# [Description of the task]
Please copy the harness thread, starting at "I don't know" and ending after "was very good.", with "tummy" changed to "belly".

# [Document text]
┄┄┄┄┄┄┄┄┄┄┄┄┄┄┄┄┄┄┄┄

# Harnesses



## Emily's mommy (Aug 8, 2011)

Hi! I have one more question. What type of harness is best and safest for a five pound puppy? The figure 8 type seems to pull at her neck and I have a lot of trouble getting the one that goes through both front paws on. Is the Roman type good?


----------



## caradunne (Nov 29, 2010)

I don't know the types, sorry, however we bought an Ancol harness online prior to getting Izzy. It was the front legs through type with a clip fasten around the tummy. It was very good.


----------



## MichelleE (Apr 2, 2011)

I use the Ancol padded harness, which I find very good


----------



## Ali79 (Mar 30, 2011)

We have an Ancol Harness too. It is padded at the front and is easy to use. We bought Beau a medium which was a little big for her as didn't want to have to buy two as we only use it for the car


----------



## kendal (Jul 16, 2009)

not a fan of harnesses for dogs as im my exsperience they gives you less controle of the dog. i would just stick with a collar.


----------



## tessybear (May 1, 2011)

I have just bought a harness for walking Dexter and I'm thrilled with it. He always pulled on the lead and nearly choked himself. He used to bite it because he hated it, and the long lead would end up tangled round his feet or mine. The lead doesn't tangle anymore and he doesn't seem to mind it. The make is Doglife and it's so easy to clip on and off. I bought it from my local petshop and it's adjustable so it will last.

http://christiesdirect.com/Models.aspx?ModelID=1137


----------



## MichelleE (Apr 2, 2011)

Never normally disagree with Kendal, but I much prefer using a harness too. Poppy never seemed comfortable with her collar, and I felt I had much more control with the harness at puppy training.


----------



## Happyad (Oct 5, 2010)

┄┄┄┄┄┄┄┄┄┄┄┄┄┄┄┄┄┄┄┄

Dataset excerpts on object pointing:

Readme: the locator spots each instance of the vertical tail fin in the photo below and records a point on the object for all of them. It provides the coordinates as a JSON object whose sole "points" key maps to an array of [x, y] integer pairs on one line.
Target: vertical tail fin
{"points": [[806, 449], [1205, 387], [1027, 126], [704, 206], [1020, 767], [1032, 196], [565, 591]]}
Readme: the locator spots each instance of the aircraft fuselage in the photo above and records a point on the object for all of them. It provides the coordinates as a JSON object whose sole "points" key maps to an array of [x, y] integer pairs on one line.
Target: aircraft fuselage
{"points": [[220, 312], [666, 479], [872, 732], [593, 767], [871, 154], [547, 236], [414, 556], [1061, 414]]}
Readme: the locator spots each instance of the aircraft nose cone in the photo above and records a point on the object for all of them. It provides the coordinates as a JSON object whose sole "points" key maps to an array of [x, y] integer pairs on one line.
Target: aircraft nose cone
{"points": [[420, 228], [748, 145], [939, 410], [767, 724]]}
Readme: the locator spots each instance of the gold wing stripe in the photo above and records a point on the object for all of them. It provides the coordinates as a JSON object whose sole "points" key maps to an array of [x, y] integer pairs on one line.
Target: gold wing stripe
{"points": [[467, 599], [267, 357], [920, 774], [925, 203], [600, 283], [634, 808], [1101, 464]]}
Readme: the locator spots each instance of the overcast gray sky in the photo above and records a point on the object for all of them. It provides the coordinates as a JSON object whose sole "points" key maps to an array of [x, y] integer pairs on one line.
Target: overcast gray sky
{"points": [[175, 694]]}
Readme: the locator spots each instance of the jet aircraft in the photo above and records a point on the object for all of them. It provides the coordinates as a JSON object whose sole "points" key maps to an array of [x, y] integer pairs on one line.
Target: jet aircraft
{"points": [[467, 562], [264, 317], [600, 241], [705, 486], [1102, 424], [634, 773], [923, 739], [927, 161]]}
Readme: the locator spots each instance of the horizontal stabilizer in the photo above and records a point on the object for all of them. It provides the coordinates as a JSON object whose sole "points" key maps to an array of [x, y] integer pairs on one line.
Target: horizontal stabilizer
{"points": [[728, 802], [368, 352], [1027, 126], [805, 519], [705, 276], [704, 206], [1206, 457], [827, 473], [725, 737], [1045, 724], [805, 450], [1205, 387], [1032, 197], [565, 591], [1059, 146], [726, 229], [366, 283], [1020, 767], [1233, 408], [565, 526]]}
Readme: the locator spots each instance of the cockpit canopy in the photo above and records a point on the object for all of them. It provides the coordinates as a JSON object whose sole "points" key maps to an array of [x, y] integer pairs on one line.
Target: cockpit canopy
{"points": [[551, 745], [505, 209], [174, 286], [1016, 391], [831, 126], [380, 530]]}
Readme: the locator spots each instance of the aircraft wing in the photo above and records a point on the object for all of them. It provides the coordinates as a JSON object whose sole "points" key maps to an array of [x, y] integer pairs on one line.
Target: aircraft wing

┄┄┄┄┄┄┄┄┄┄┄┄┄┄┄┄┄┄┄┄

# [Finished answer]
I don't know the types, sorry, however we bought an Ancol harness online prior to getting Izzy. It was the front legs through type with a clip fasten around the belly. It was very good.